Segment Start: Selected text

- Born: October 17, 1886 Tropaia, Greece
- Died: July 25, 1950 (aged 63) Baltimore, Maryland, United States
- Resting place: Metairie Cemetery
- Occupation(s): Oilman, Racehorse owner/breeder, Racetrack owner
- Known for: Helis Stock Farm
- Spouse: Bessie Felch
- Children: 4
- Awards: Fair Grounds Racing Hall of Fame (1991)

= William G. Helis Sr. =

American businessman

William George Helis Sr. (October 17, 1886 - July 25, 1950) was an impoverished Greek emigrant to the United States who made a fortune in the oil business and who became a major owner/breeder of Thoroughbred racehorses and racetrack owner. In his obituary, the Pittsburg Press called William Helis "one of the amazing figures of the American oilfields."

Segment End: Selected text

Questions on the material —
(1) In the Helis profile, rewrite the stretch from "- Born: October" through "of Fame (1991)", changing "Oilman" to "Oil producer".
(2) Summarize the Helis profile in two sentences.
(3) Please continue the Helis profile from where it stops.

Segment Start: Given records

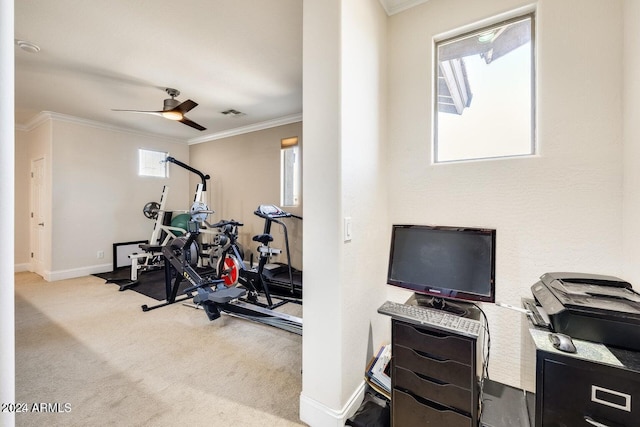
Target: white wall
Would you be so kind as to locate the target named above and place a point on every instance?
(344, 175)
(95, 195)
(7, 152)
(245, 173)
(631, 132)
(557, 211)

Segment End: Given records

Answers to the tasks —
(1)
- Born: October 17, 1886 Tropaia, Greece
- Died: July 25, 1950 (aged 63) Baltimore, Maryland, United States
- Resting place: Metairie Cemetery
- Occupation(s): Oil producer, Racehorse owner/breeder, Racetrack owner
- Known for: Helis Stock Farm
- Spouse: Bessie Felch
- Children: 4
- Awards: Fair Grounds Racing Hall of Fame (1991)

(2) William George Helis Sr. (1886–1950) was a poor Greek emigrant to the United States who made a fortune in the oil business and became a major Thoroughbred owner/breeder and racetrack owner. His obituary in the Pittsburg Press called him "one of the amazing figures of the American oilfields."

(3)
A resident and legal domicile of New Orleans, Louisiana, William Helis died at Johns Hopkins Hospital in Baltimore, Maryland. His remains were brought home to New Orleans where he was interred in the Metairie Cemetery. His mausoleum was built by American architect and sculptor, Albert Weiblen.

In 1991, William Helis was posthumously inducted into the Fair Grounds Racing Hall of Fame.

William George Jr. became managing partner of his father's various oil properties and was also heavily involved in Thoroughbred horse racing.